(Referring expression pointing data)
----------

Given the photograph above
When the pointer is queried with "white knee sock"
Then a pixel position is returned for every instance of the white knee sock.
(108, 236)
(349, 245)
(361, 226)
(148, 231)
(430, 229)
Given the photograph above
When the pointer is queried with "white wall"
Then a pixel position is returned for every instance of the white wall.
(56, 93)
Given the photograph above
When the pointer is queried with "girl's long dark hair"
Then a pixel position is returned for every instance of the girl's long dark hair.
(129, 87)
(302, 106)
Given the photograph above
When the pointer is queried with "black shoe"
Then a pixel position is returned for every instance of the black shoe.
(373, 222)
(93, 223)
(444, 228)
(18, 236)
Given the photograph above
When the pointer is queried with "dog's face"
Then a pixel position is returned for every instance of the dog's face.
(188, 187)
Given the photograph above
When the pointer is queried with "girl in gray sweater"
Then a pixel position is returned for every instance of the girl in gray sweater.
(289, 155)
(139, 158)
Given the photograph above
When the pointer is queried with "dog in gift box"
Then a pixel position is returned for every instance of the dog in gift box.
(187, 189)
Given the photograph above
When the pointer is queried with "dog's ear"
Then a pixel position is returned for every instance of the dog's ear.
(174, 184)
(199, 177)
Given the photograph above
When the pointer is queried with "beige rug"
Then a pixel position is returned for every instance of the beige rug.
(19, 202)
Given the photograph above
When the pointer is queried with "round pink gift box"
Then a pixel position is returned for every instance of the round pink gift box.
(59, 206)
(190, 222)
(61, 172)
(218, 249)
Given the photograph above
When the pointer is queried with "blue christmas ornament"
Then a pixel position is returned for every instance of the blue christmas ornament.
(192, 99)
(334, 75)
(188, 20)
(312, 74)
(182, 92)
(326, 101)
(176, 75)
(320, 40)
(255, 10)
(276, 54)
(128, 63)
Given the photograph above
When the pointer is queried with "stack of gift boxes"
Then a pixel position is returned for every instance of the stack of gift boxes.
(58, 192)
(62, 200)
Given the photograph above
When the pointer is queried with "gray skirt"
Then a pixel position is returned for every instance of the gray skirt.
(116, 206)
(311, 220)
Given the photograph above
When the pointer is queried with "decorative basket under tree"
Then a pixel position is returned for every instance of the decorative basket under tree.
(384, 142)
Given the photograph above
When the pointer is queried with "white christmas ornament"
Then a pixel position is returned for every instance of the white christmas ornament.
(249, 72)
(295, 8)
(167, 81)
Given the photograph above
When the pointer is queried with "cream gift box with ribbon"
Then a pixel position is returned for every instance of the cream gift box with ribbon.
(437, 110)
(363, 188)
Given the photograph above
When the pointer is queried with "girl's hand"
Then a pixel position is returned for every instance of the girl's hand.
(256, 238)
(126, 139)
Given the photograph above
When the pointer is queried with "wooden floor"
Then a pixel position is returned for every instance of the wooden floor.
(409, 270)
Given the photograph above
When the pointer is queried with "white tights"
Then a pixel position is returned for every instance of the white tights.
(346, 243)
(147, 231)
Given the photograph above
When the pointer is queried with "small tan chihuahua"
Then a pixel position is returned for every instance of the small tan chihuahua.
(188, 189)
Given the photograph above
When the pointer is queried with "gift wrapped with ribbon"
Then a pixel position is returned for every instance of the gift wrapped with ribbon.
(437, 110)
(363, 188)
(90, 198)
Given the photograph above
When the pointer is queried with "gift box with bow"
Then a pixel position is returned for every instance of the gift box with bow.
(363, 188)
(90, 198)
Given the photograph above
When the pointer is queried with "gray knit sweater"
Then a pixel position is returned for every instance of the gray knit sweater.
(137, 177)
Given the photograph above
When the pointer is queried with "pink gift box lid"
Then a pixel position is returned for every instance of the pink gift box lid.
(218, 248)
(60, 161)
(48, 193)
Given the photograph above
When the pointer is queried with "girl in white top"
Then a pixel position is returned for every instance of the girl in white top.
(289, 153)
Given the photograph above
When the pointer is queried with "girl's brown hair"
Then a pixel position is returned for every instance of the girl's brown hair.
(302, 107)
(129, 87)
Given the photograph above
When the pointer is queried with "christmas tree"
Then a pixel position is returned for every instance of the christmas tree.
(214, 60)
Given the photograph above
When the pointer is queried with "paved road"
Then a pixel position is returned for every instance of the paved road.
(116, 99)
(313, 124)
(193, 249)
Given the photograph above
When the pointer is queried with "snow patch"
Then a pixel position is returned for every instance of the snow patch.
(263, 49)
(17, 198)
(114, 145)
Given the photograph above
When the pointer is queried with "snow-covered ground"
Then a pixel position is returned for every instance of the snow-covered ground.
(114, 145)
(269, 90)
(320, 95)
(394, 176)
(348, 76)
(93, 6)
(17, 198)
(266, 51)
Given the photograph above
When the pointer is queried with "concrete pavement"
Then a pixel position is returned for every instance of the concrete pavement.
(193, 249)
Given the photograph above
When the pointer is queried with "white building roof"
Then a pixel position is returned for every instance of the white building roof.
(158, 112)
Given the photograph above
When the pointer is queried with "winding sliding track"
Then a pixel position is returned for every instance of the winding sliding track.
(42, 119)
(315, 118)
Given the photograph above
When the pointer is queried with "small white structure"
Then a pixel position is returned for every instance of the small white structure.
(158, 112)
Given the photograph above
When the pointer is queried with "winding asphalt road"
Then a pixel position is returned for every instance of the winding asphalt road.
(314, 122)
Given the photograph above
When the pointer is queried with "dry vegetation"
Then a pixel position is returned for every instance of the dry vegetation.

----------

(Brief)
Each record shown above is to be given again exactly.

(Result below)
Given the photograph above
When the pointer is queried with "white knee sock"
Then a pixel position is returned for every instance of the white knee sock.
(108, 236)
(349, 245)
(361, 226)
(148, 231)
(430, 229)
Given the photograph above
When the pointer is queried with "white wall"
Then a pixel position is returned for every instance of the white wall.
(56, 93)
Given the photograph above
When the pointer is queried with "girl's long dark hair"
Then a pixel position is returned for every instance of the girl's long dark hair.
(129, 87)
(302, 106)
Given the photograph above
When the pointer is queried with "black shoe"
Then a pixel position is returned for every instance of the black shoe.
(373, 222)
(93, 223)
(444, 228)
(18, 236)
Given the photograph above
When the pointer is queried with "dog's face"
Then a pixel position is returned for every instance of the dog's face.
(188, 187)
Given the photograph above
When the pointer is queried with "girl in gray sweater"
Then a pixel position is returned for every instance of the girl in gray sweater.
(289, 155)
(139, 158)
Given the photograph above
When the pointer is queried with "dog in gift box"
Then a pixel position is returned for every instance of the dog in gift box.
(187, 189)
Given the photograph above
When the pointer is queried with "dog's ear"
Then a pixel position is returned for every instance of the dog's ear.
(174, 184)
(199, 177)
Given the photograph above
When the pointer is queried with "beige rug"
Then a pixel position is returned for every instance of the beige rug.
(19, 202)
Given the photograph above
When the pointer is queried with "round pink gift box"
Then a pixel position is returned for every instance of the round pink gift box.
(59, 206)
(190, 222)
(61, 172)
(218, 249)
Given the photograph above
When the pointer is queried with "blue christmas ornament"
Then a pixel position is returned for every instance of the blue christmas ornament.
(192, 99)
(334, 75)
(188, 20)
(312, 74)
(182, 92)
(326, 101)
(176, 75)
(320, 40)
(255, 10)
(276, 54)
(128, 63)
Given the photograph above
When the pointer is queried with "stack of gift boxes"
Then a pixel position is returned for every instance of the stack of gift boxes.
(58, 192)
(62, 200)
Given the photograph above
When the pointer is queried with "gray skirt"
Then a pixel position is returned for every instance of the gray skirt.
(116, 206)
(311, 220)
Given the photograph above
When the pointer is queried with "decorative basket under tree"
Then a pixel position is returned for every instance of the decorative basket under tree.
(384, 142)
Given the photograph above
When the pointer is queried with "white christmas ornament"
Then a pixel position is returned for every instance of the white christmas ornament.
(249, 72)
(295, 8)
(167, 81)
Given the photograph above
When the pointer is queried with "cream gift box with ribbon"
Then a pixel position is returned for every instance of the cream gift box with ribbon.
(437, 110)
(363, 188)
Given the photograph above
When the pointer is queried with "girl's hand"
Then a pixel position is returned for every instance of the girl's hand.
(256, 238)
(126, 139)
Given the photograph above
When the pointer is queried with "wooden floor"
Then a pixel position is returned for every instance of the wooden floor.
(409, 270)
Given the photograph above
When the pointer is queried with "white tights"
Then a pixel position is returned for every instance of the white tights.
(346, 243)
(147, 231)
Given the photograph above
When the pointer is queried with "small tan chihuahua"
Then a pixel position is returned for every instance of the small tan chihuahua.
(188, 189)
Given the photograph above
When the pointer is queried with "gift wrapped with ribbon"
Then a pixel position is returned for every instance of the gift wrapped with ribbon.
(437, 110)
(363, 188)
(90, 198)
Given the photograph above
When the pointer is queried with "gift box with bow"
Then a pixel position is returned for every instance of the gift box with bow.
(363, 188)
(90, 198)
Given the photograph above
When the pointer is queried with "gray knit sweater"
Then a pixel position is returned for every instance of the gray knit sweater.
(137, 177)
Given the photograph above
When the pointer is queried with "pink gift box lid"
Then a pixel position is returned for every instance of the pink gift box lid.
(218, 248)
(60, 161)
(48, 193)
Given the photograph above
When the pointer is queried with "girl in white top"
Then a pixel position is returned for every instance of the girl in white top.
(289, 153)
Given the photograph above
When the pointer is queried with "girl's brown hair"
Then a pixel position is returned for every instance of the girl's brown hair.
(302, 107)
(129, 87)
Given the photograph above
When the pointer is queried with "christmas tree"
Then a pixel position is returned for every instance of the christmas tree.
(214, 60)
Given the photograph above
When the pointer is queried with "paved road"
Then a pixel position is returned for every instance of the paved road.
(116, 99)
(313, 124)
(193, 249)
Given the photograph above
When the pointer is queried with "snow patch"
Then a pixel position is returned for every instance of the snow patch.
(263, 49)
(17, 198)
(114, 145)
Given the photograph above
When the pointer is queried with "snow-covered ground"
Then a pixel position is returned for every instance of the snow-covered ground.
(114, 145)
(269, 90)
(320, 95)
(394, 176)
(348, 76)
(93, 6)
(17, 198)
(266, 51)
Given the photograph above
When the pointer is queried with "concrete pavement"
Then a pixel position is returned for every instance of the concrete pavement.
(193, 249)
Given the photograph above
When the pointer is queried with "white building roof"
Then a pixel position is returned for every instance of the white building roof.
(158, 112)
Given the photograph above
When the pointer is queried with "winding sliding track"
Then a pixel position is returned for every instance of the winding sliding track.
(42, 119)
(315, 118)
Given the photograph above
When the pointer is queried with "small white structure"
Then a pixel position is returned for every instance of the small white structure.
(158, 112)
Given the photograph above
When the pointer is queried with "winding asphalt road"
Then a pixel position is returned for every instance of the winding asphalt road.
(314, 122)
Given the photograph above
When the pointer is queried with "dry vegetation"
Then a pixel position is returned for every instance of the dry vegetation.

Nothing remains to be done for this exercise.